◆ OBIETTIVO A: In riferimento al testo sulla distribuzione di capre nel nord della Nigeria, illustri per quale motivo molte donne sono rimaste sole con i loro figli.
◆ OBIETTIVO B: Secondo il testo sull'aiuto della FAO alle donne nigeriane, quante capre sono state distribuite?
◆ OBIETTIVO C: Prosegua il testo sulle capre donate dalla FAO nel nord della Nigeria, cominciando dopo l'ultima frase riportata.

◆ ESTRATTO DEL TESTO:
»»

Speciale per Africa ExPress
Cornelia I. Toelgyes
Quartu Sant’Elena, 14 luglio 2017
La FAO, Organizzazione delle Nazioni Unite per l’Alimentazione e l’Agricoltura, ha distribuito 3600 capre a un migliaio di donne che soffrono la fame nel nord della Nigeria. Un aiuto importante d’emergenza per chi vive nella regione dove il cibo scarseggia e poter consumare anche un solo pasto al giorno è già considerato un lusso. Ora almeno queste madri di famiglia avranno nuovamente un piccolo gregge. E’ costume del luogo che le donne si occupino degli animali della casa. La maggior parte delle famiglia hanno perso il bestiame dopo l’insurrezione dei Boko Haram; molti animali sono stati rubati, altri sono andati persi durante la fuga, lasciando così le famiglie senza risorse. Molte donne sono rimaste sole con i loro figli, perché i loro mariti sono stati barbaramente ammazzati dai miliziani della setta, altri sono rimasti invalidi, altri ancora hanno abbandonato la famiglia, molti nuclei familiari sono stati anche divisi durante la fuga.

««

◆ MATERIALE ESTRATTO:

»»

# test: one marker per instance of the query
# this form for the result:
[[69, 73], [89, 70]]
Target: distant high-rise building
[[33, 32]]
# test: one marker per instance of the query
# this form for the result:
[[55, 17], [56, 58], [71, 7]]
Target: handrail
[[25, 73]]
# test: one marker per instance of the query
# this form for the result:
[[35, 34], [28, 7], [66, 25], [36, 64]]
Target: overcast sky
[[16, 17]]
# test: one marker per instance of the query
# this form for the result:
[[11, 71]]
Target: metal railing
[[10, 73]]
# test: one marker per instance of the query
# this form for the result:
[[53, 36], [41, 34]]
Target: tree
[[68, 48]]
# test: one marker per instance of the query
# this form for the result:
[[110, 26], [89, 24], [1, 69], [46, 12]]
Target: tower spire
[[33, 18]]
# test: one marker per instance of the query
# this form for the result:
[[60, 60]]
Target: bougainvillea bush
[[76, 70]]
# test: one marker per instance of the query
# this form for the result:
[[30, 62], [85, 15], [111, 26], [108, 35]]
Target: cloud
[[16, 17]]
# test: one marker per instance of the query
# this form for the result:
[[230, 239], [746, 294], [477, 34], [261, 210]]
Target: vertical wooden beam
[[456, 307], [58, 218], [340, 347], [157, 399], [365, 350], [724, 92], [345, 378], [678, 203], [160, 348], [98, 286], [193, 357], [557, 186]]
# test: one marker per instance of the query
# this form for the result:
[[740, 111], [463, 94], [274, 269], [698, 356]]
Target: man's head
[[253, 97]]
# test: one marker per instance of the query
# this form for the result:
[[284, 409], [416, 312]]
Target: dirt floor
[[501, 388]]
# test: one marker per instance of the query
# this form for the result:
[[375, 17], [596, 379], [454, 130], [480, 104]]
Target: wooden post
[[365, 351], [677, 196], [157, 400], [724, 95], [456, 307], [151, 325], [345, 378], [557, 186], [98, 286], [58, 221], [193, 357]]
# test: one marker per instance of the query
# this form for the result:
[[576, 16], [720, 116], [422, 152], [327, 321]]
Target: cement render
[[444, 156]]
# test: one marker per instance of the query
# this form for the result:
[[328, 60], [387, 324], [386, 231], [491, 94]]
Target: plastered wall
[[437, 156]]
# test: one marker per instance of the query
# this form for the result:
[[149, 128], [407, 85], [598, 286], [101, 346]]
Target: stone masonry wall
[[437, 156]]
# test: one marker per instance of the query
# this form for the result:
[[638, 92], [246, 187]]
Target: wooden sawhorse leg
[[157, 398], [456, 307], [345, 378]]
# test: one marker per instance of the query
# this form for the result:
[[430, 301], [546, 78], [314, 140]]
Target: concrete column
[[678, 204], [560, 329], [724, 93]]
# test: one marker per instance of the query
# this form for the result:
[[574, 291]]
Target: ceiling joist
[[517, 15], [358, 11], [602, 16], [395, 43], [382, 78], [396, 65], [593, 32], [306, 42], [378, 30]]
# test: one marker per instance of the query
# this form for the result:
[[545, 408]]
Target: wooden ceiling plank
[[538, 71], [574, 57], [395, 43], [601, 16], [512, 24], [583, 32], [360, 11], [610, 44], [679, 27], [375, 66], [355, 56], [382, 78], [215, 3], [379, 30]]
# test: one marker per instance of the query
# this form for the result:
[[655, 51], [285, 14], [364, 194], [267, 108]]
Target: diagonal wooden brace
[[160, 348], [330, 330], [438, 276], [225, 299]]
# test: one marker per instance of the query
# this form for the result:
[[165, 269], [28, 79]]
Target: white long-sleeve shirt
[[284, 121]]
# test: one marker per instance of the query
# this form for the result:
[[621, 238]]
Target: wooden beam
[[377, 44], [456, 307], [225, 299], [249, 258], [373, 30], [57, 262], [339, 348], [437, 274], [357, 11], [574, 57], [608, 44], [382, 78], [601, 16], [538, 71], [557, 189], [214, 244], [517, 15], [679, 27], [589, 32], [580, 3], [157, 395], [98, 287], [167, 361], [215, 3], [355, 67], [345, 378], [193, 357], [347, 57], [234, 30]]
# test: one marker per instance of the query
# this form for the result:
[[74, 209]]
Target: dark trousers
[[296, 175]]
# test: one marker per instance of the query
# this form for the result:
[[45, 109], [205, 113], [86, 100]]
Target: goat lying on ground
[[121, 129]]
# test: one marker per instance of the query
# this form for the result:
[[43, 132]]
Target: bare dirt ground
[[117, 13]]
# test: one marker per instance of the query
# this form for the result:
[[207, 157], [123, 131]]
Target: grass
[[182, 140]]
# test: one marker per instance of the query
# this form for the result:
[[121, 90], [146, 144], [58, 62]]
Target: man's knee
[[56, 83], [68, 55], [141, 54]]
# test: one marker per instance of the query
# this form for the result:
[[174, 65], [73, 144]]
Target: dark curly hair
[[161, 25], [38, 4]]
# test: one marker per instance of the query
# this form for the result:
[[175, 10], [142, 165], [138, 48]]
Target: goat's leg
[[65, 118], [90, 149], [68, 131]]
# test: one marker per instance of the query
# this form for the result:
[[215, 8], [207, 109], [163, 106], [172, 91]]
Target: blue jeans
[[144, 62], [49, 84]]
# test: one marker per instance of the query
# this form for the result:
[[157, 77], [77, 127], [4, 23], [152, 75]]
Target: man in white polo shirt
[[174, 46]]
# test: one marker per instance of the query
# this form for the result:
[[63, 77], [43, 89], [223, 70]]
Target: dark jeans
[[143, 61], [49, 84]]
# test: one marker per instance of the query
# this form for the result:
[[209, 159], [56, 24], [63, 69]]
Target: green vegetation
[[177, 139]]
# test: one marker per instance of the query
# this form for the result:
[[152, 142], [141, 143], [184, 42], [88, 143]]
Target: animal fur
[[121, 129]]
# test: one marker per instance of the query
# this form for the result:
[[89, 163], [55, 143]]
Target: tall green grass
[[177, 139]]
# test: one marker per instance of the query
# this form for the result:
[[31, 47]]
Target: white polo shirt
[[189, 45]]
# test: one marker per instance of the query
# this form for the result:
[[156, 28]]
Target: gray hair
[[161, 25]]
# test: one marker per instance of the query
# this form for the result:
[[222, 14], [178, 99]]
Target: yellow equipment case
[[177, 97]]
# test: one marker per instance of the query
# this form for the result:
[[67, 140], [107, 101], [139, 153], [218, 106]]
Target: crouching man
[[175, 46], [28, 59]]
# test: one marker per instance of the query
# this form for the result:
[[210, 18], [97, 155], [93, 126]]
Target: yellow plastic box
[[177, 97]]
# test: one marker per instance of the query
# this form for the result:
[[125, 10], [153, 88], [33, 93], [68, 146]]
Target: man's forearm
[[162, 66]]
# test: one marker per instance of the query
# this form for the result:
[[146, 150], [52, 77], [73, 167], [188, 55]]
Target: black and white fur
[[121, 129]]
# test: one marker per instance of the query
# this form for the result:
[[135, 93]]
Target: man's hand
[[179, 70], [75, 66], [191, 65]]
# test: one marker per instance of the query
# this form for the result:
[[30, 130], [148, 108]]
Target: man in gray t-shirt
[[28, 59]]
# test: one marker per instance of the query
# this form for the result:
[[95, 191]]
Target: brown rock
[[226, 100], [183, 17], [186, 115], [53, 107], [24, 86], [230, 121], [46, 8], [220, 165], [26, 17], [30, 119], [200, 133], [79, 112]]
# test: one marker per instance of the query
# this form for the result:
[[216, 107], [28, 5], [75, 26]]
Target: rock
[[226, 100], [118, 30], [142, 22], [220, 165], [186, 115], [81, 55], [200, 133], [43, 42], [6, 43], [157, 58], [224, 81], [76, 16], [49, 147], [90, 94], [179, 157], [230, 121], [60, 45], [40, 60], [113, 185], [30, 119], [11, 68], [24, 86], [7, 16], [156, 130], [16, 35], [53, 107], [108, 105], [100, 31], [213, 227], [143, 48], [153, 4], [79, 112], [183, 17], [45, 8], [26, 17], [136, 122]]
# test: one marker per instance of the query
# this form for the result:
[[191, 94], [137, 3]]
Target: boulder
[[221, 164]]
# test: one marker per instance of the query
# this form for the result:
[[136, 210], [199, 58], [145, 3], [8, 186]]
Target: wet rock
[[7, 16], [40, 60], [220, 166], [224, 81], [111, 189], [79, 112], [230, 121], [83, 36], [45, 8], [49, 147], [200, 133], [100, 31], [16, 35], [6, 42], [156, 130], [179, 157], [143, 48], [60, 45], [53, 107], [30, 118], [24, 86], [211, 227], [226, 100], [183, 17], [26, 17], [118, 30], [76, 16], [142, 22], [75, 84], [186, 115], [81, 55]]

««

◆ RISPOSTA SCRITTA A: Molte donne sono rimaste sole con i figli perché i loro mariti sono stati barbaramente ammazzati dai miliziani della setta. Altri mariti sono rimasti invalidi, altri ancora hanno abbandonato la famiglia. Inoltre molti nuclei familiari si sono divisi durante la fuga.

◆ RISPOSTA SCRITTA B: La FAO ha distribuito 3600 capre.

◆ RISPOSTA SCRITTA C:
Della “distribuzione d’emergenza” – così è stata denominata la distribuzione delle capre – hanno beneficiato soprattutto famiglie maggiormente colpite dal conflitto. Il progetto è stato realizzato grazie ad un contributo di 325.326 dollari offerto dal governo della Repubblica d’Irlanda.
Attualmente il nord-est della ex colonia britannica è flagellata da fame e condizioni di vita terribili. I Boko Haram sono sempre attivi, anche se hanno dovuto cedere molti dei territori conquistati, ma rendono ancora insicure zone molto ampie. Parecchie aree non possono essere raggiunte dalle organizzazioni umanitarie, sono completamente isolate.
Anche ieri, due donne kamikaze hanno ucciso dodici persone, tra loro anche un neonato: altre quaranta persone sono state ferite in una città del Camerun, poco distante dal confine con la Nigeria. Finora l’attacco non è stato rivendicato, ma si punta il dito sui soliti terroristi, molto attivi non solo in Nigeria, ma anche negli Stati limitrofi. Oltre duecentomila camerunensi sono fuggiti dal nord del Paese, spesso colpito da attacchi terroristi.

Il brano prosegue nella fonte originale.